Obiettivo dichiarato: Riporta come elenco numerato le righe del materiale, dall'inizio fino alla riga con "point(867, 862)" inclusa, saltando quelle vuote.

Dati mostrati:
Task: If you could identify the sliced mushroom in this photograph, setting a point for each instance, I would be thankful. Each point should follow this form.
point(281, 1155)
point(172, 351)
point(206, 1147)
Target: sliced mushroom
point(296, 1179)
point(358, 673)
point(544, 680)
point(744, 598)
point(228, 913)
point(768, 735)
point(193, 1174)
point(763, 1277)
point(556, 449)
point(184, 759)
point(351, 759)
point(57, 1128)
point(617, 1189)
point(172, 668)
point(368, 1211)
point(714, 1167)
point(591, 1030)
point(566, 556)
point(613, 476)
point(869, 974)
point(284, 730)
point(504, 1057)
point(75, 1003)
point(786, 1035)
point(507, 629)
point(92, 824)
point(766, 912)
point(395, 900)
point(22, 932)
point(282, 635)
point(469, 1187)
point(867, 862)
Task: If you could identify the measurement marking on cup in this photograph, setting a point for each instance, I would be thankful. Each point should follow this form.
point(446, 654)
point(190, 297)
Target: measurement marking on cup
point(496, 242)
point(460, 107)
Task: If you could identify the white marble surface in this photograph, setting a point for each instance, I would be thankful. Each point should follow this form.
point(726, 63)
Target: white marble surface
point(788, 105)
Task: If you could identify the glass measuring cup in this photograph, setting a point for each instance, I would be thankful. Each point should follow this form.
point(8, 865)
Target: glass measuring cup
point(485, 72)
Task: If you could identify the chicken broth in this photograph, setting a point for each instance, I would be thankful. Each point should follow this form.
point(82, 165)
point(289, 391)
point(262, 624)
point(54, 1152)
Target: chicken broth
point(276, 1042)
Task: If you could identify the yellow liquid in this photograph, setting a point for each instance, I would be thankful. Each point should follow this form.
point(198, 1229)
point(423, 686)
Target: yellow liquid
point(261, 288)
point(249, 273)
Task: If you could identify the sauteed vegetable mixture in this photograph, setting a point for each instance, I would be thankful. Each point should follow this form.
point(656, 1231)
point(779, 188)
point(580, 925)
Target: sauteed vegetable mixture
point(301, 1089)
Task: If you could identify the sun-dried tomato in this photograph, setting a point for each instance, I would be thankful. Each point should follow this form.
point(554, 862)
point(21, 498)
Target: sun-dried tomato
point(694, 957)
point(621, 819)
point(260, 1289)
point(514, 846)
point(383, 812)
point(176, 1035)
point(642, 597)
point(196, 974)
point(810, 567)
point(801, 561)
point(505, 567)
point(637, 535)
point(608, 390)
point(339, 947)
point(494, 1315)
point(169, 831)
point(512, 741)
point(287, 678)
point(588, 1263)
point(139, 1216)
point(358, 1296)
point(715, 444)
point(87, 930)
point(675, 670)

Risultato corretto:
1. Task: If you could identify the sliced mushroom in this photograph, setting a point for each instance, I would be thankful. Each point should follow this form.
2. point(281, 1155)
3. point(172, 351)
4. point(206, 1147)
5. Target: sliced mushroom
6. point(296, 1179)
7. point(358, 673)
8. point(544, 680)
9. point(744, 598)
10. point(228, 913)
11. point(768, 735)
12. point(193, 1174)
13. point(763, 1277)
14. point(556, 449)
15. point(184, 759)
16. point(351, 759)
17. point(57, 1128)
18. point(617, 1189)
19. point(172, 668)
20. point(368, 1211)
21. point(714, 1167)
22. point(591, 1030)
23. point(566, 556)
24. point(613, 476)
25. point(869, 974)
26. point(284, 730)
27. point(504, 1057)
28. point(75, 1003)
29. point(786, 1035)
30. point(507, 629)
31. point(92, 824)
32. point(766, 912)
33. point(395, 900)
34. point(22, 932)
35. point(282, 635)
36. point(469, 1187)
37. point(867, 862)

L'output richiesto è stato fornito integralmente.